## Written instruction
Render the part that opens with the line containing "1. Identify the sky" and closes with the line containing "[38,65,122,143]" as a two-column CSV with the header instruction,boxes. Give one CSV line per row: its text in the instruction field and its answer in the boxes field, each field quoted and any line breaks replaced by spaces.
►
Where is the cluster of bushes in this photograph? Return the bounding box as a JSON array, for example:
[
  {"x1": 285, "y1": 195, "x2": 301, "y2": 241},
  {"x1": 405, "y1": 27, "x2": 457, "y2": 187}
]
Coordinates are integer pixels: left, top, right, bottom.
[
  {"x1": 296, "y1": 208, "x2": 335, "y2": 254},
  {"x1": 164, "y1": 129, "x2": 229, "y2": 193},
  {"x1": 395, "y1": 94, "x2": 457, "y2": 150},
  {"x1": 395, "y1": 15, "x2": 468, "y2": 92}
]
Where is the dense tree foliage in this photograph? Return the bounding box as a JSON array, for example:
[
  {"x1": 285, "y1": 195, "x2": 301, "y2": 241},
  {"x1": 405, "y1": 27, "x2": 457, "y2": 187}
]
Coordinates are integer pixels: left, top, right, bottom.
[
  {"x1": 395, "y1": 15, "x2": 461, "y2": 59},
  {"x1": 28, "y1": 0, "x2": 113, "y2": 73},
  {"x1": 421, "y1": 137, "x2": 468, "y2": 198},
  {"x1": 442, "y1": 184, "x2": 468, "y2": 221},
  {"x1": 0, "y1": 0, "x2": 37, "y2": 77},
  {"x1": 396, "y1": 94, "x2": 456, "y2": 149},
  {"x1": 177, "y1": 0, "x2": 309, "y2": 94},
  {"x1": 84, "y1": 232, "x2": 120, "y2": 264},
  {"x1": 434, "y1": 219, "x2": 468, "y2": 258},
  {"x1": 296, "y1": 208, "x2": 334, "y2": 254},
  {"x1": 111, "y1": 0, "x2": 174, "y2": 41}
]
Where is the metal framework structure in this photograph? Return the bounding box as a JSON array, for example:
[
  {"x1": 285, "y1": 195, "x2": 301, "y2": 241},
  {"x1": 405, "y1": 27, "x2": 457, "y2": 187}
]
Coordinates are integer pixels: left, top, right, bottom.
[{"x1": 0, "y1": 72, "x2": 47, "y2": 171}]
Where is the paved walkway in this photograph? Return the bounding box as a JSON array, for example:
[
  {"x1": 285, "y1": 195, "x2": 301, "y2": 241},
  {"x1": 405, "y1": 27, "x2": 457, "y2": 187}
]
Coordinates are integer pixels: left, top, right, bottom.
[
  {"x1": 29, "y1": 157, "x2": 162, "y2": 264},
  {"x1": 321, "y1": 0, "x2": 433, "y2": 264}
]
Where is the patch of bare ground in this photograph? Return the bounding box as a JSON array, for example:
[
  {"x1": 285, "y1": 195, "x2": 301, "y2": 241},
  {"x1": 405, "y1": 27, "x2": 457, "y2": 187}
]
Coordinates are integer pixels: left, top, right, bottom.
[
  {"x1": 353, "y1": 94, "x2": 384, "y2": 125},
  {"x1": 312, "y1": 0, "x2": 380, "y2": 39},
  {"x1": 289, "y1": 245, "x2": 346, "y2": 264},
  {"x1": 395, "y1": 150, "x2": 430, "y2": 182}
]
◄
►
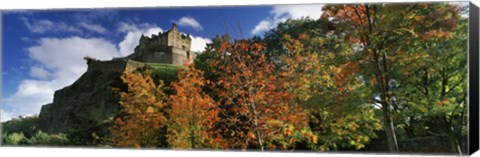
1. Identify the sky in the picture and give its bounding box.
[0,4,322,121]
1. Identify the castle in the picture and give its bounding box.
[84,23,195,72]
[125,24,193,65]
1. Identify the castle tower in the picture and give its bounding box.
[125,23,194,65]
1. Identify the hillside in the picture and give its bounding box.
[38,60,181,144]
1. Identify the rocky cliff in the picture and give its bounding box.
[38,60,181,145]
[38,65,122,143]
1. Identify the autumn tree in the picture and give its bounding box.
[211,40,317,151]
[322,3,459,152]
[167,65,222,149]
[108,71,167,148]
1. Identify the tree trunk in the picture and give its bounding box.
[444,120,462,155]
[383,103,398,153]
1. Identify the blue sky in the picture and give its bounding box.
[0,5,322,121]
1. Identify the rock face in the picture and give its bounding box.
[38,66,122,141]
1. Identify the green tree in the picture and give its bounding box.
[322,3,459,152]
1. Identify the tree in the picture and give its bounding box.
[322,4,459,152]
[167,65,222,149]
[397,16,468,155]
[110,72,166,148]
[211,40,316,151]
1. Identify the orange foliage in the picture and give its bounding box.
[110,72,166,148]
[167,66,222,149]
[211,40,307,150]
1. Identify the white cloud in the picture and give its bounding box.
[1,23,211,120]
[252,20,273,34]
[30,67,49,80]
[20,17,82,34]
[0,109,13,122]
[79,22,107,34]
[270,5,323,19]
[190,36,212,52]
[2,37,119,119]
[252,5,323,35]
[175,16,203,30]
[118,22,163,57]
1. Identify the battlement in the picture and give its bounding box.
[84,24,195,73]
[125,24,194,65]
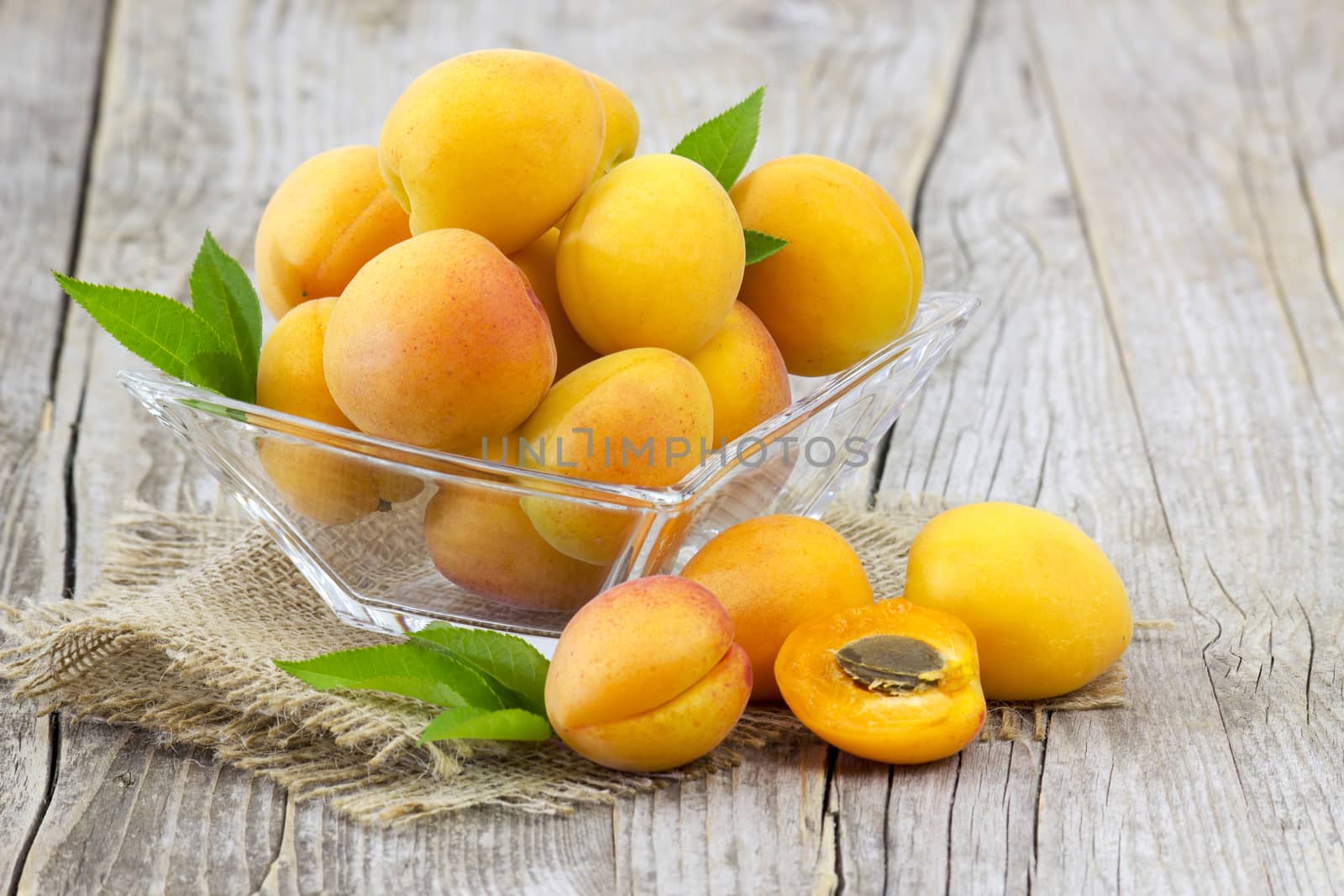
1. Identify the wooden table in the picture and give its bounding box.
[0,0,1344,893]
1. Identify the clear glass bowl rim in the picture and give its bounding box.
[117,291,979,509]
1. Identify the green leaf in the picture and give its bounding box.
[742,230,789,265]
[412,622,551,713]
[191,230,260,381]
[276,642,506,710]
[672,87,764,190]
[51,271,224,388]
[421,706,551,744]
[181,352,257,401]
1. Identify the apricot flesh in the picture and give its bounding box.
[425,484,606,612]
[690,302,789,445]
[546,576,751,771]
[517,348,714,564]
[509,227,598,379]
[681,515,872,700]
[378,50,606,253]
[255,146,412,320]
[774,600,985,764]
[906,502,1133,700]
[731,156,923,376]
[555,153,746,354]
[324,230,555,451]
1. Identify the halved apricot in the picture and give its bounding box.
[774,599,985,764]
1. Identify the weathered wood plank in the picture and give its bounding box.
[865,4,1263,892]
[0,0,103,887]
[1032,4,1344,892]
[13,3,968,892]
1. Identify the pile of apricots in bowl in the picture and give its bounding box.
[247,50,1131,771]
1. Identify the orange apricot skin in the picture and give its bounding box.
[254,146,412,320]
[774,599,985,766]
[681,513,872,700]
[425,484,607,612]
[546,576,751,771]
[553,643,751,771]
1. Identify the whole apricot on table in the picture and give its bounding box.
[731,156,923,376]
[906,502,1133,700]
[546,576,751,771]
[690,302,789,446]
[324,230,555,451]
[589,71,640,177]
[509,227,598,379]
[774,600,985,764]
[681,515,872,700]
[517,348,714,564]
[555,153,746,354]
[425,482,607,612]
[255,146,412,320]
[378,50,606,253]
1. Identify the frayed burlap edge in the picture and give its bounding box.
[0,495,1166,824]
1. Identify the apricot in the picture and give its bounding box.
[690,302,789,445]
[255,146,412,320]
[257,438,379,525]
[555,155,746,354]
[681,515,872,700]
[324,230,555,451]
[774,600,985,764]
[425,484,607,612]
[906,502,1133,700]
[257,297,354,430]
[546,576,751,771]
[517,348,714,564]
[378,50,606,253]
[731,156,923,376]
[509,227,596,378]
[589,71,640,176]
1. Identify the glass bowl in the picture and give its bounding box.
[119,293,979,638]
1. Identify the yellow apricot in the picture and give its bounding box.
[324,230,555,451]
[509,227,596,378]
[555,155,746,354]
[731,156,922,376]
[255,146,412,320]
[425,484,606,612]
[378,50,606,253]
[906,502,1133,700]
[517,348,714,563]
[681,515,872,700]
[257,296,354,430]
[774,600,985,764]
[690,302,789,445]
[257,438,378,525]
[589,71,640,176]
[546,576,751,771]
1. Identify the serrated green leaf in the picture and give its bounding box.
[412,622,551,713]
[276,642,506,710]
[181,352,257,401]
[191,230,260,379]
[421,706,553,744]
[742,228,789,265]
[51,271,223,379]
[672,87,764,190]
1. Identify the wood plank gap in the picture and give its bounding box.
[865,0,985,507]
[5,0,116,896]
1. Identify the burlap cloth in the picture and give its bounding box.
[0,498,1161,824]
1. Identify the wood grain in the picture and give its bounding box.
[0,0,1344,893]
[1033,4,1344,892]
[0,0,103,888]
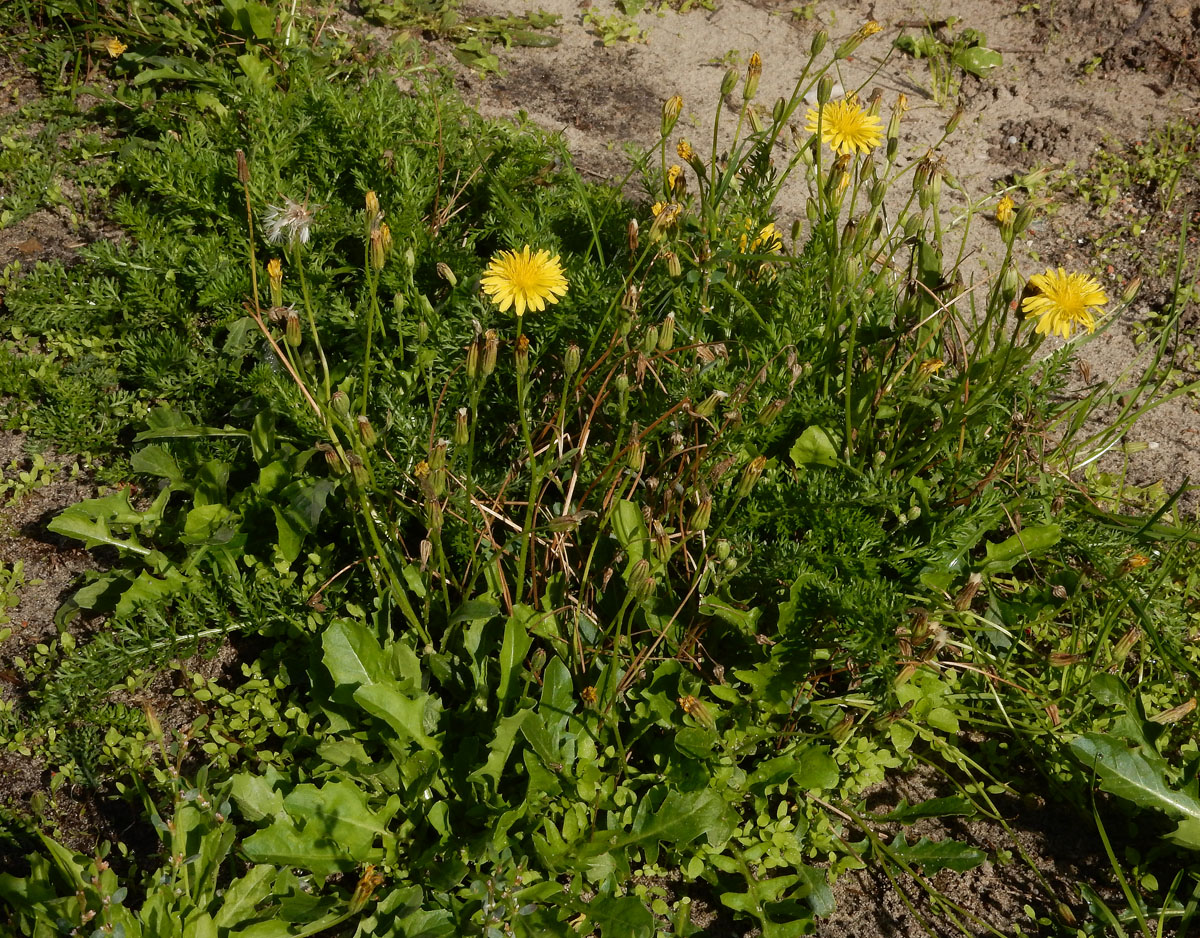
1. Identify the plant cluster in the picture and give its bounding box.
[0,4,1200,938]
◄
## Result
instruction,boxes
"1. Identify the sky in the picture and give its bounding box.","[0,4,322,121]"
"1. Identify the castle in the picture and give its bounding box.","[84,23,195,72] [125,24,193,65]"
"1. Identify the castle tower in the picture and give its bounding box.","[125,23,194,65]"
"1. Identify the hillside in the picture and give its bounding box.","[38,60,181,144]"
"1. Identify the rocky cliff in the picture and give its bounding box.","[38,60,181,145] [38,65,122,143]"